## Brief
Convert every line of the rows below into a numbered list, omitting any blank lines.
----- Extracted records -----
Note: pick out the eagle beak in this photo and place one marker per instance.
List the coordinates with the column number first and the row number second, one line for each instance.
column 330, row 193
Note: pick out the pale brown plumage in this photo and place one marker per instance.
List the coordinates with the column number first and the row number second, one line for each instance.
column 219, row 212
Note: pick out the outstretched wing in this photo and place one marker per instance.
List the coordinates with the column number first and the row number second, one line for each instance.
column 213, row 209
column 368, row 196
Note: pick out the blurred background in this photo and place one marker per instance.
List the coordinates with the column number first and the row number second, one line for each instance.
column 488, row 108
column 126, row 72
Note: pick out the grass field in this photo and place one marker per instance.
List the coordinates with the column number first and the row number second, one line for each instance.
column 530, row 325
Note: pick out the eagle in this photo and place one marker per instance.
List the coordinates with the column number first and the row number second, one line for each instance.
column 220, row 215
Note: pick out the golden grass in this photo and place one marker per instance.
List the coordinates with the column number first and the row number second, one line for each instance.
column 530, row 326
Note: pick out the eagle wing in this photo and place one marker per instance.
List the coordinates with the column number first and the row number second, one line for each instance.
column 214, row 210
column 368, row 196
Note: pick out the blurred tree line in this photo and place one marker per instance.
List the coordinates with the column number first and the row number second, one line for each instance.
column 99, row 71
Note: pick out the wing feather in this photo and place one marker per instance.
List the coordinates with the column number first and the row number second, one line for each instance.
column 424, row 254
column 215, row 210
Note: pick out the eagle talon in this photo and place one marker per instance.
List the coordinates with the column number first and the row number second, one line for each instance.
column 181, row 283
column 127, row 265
-----
## Answer to this problem
1. Note: pick out the eagle beak in this photo and place one marker per instance.
2. List the coordinates with the column number first and the row number second, one line for each instance.
3. column 330, row 193
4. Note: pick out the pale brown plumage in this photo and place one marker per instance.
5. List the coordinates with the column number first and the row number second, one line for each instance.
6. column 219, row 212
7. Note: pick out the outstretched wing in this photo and place one marker per instance.
8. List the coordinates with the column number first and the row number second, one line for each instance.
9. column 213, row 209
10. column 368, row 196
11. Note: pick out the blurred background in this photo and place one marker per instance.
12. List the coordinates with the column number first and the row number second, one line for each instance.
13. column 488, row 108
14. column 126, row 72
15. Note: pick out the grass field in this photo and place one marker per instance.
16. List the coordinates with the column number first and the row number second, one line for each instance.
17. column 530, row 325
18. Note: pick out the eagle in this photo and place one marker per instance.
19. List the coordinates with the column number first and the row number second, one line for each instance.
20. column 220, row 215
21. Note: pick out the golden grass in this photo and place one marker per instance.
22. List the coordinates with the column number first and the row number second, one line for each instance.
23. column 530, row 326
24. Note: pick out the eagle wing in this photo and place one marker per instance.
25. List the coordinates with the column number first and the row number second, one line for each instance.
26. column 214, row 210
27. column 368, row 196
28. Note: pick out the blurred tree line in this photo and place one marker per instance.
29. List the coordinates with the column number first and the row number second, one line for each instance.
30. column 99, row 71
31. Note: pick out the wing feather in this photo and place one marker per instance.
32. List the coordinates with the column number first and the row number second, one line for each instance.
33. column 424, row 254
34. column 215, row 210
35. Note: pick out the eagle talon in this photo and place one marker per instance.
36. List the coordinates with the column number first and the row number second, one line for each instance.
37. column 181, row 283
38. column 127, row 265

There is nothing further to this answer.